Dataset records =
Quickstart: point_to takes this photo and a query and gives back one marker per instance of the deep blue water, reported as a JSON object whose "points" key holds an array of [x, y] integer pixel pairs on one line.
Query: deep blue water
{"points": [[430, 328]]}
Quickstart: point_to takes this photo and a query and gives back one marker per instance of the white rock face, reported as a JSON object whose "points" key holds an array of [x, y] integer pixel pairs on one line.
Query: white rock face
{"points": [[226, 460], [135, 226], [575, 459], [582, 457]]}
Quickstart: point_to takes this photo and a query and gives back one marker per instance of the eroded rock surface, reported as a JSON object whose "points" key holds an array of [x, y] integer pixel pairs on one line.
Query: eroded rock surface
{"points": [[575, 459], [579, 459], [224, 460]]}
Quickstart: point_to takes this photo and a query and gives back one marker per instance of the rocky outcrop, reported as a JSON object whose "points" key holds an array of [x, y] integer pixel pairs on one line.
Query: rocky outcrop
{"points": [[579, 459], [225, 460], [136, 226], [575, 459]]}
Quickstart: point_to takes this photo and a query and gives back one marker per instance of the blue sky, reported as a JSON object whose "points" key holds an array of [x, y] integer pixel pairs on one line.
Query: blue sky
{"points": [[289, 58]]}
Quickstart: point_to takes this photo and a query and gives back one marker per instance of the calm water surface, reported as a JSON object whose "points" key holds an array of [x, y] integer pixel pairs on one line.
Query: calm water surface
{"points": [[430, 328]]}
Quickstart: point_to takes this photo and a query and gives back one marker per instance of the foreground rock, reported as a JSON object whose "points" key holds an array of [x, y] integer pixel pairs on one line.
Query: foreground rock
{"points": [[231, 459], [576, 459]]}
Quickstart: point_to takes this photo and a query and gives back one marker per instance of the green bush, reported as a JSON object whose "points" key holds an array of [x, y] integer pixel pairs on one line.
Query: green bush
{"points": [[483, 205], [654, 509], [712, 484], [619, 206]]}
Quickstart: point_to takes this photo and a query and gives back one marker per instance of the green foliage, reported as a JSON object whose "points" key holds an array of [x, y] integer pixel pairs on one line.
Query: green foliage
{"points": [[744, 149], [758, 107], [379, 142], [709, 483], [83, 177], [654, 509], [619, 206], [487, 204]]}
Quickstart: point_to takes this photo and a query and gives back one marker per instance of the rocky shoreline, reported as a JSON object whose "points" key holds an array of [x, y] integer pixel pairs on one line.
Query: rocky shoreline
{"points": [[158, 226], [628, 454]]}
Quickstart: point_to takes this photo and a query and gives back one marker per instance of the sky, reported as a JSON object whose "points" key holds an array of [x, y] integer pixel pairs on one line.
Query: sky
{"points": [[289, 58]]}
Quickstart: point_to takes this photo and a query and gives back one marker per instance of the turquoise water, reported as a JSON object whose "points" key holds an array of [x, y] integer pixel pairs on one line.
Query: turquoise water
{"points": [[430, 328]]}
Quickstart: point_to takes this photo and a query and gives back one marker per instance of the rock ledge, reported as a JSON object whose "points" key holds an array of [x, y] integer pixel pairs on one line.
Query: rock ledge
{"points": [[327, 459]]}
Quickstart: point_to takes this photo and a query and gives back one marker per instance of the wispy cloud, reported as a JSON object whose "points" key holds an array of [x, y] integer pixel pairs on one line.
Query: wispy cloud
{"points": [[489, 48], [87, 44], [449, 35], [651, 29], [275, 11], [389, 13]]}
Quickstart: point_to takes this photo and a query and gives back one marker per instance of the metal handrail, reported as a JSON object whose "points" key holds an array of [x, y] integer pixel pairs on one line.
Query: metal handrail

Prompt = Rewrite all of the items with "point_to" swapped for "mark_points" at every occurrence, keeping every other character the same.

Final answer =
Quickstart: mark_points takes this photo and a query and gives back one marker per instance of the deep blue water, reported as a JSON object whose "points" key holds an array of [x, y] integer pixel pairs on one line.
Query: deep blue water
{"points": [[430, 328]]}
Quickstart: mark_points takes this photo and a query and gives back one marker per instance of the white rock face, reported as a JSON object whose "points" key holds an array of [x, y] integer pixel pairs on one line.
Query: white rock face
{"points": [[226, 460], [135, 226], [575, 459], [582, 457]]}
Quickstart: mark_points takes this photo and a query and gives back one marker per instance of the eroded rock surface, reported as a JSON object whose "points" key holds an array of [x, y] integer pixel pairs on one line.
Query: eroded rock surface
{"points": [[575, 459], [579, 459], [224, 460]]}
Quickstart: mark_points takes this photo and a query and gives back one marker per instance of the rocky outcrop, reported as a JSON object whose "points" key holds an array of [x, y] integer pixel pairs on one line.
Query: rocky outcrop
{"points": [[579, 459], [225, 460], [136, 226], [575, 459]]}
Quickstart: mark_points takes this photo and a query and gives back one marker per instance of the blue sky, reported as a JSON object whose "points" key holds an array of [x, y] integer pixel pairs on one line.
Query: blue sky
{"points": [[289, 58]]}
Quickstart: mark_points takes this photo and a query and gives back one marker per instance of the calm water surface, reported as a JSON object whose "points" key holds an array of [x, y] integer pixel pairs on one line.
Query: calm water surface
{"points": [[430, 328]]}
Quickstart: mark_points takes this photo and a query and gives back one marker per instance of the foreground rock, reported as a JSON object whose "points" key holds an array of [x, y] integer pixel pairs on one line.
Query: foreground rock
{"points": [[231, 459], [576, 459]]}
Quickstart: mark_points takes this photo and a query and gives back one marker per instance of the green bush, reported as a JSON object whose "points" key holds an array of [x, y] integer pixel pairs on one line.
Query: green bush
{"points": [[483, 205], [654, 509], [712, 484], [619, 206]]}
Quickstart: mark_points takes this photo and a query and gives back one marker per instance of the green foliage, reported as a JSON object whose "points" key holds an array of [x, y] integer pixel pairs on one line.
Query: green foliage
{"points": [[744, 149], [758, 107], [379, 142], [709, 483], [83, 177], [654, 509], [619, 206], [487, 204]]}
Quickstart: mark_points takes this photo and a query and gives back one marker per instance of the rocky shoreline, reported as a JSON object whose "points" key holds an array of [x, y] integer pixel pairs on one line.
Query: rocky shoreline
{"points": [[158, 226], [628, 454]]}
Quickstart: mark_points takes this photo and a query and gives back one marker per instance of the sky, reported as a JSON object whose "points" key holds an array of [x, y] integer pixel pairs on one line.
Query: sky
{"points": [[289, 58]]}
Quickstart: mark_points takes this photo and a query and gives back one marker per instance of the turquoise water, reported as a JSON object whose "points" key holds an array of [x, y] integer pixel pairs on one line.
Query: turquoise water
{"points": [[430, 328]]}
Quickstart: mark_points takes this photo and a query and gives back one marker per instance of the rock ledge, reported as a JSON object whose "points" key holds an array of [x, y] integer pixel pairs on one line.
Query: rock ledge
{"points": [[327, 459]]}
Quickstart: mark_points takes this photo and a query and gives back one marker per instance of the wispy cloud, reported as a JSON object whose "points" key holds an array of [x, y] integer pixel pairs on one line.
Query: wispy cloud
{"points": [[489, 48], [87, 44], [449, 35], [651, 29], [275, 11], [389, 13]]}
Quickstart: mark_points takes this photo and a query and gives back one marker per instance of the metal handrail, reported as a JSON object whose "points" key holds an array of [x, y] integer pixel pairs on one line.
Query: metal handrail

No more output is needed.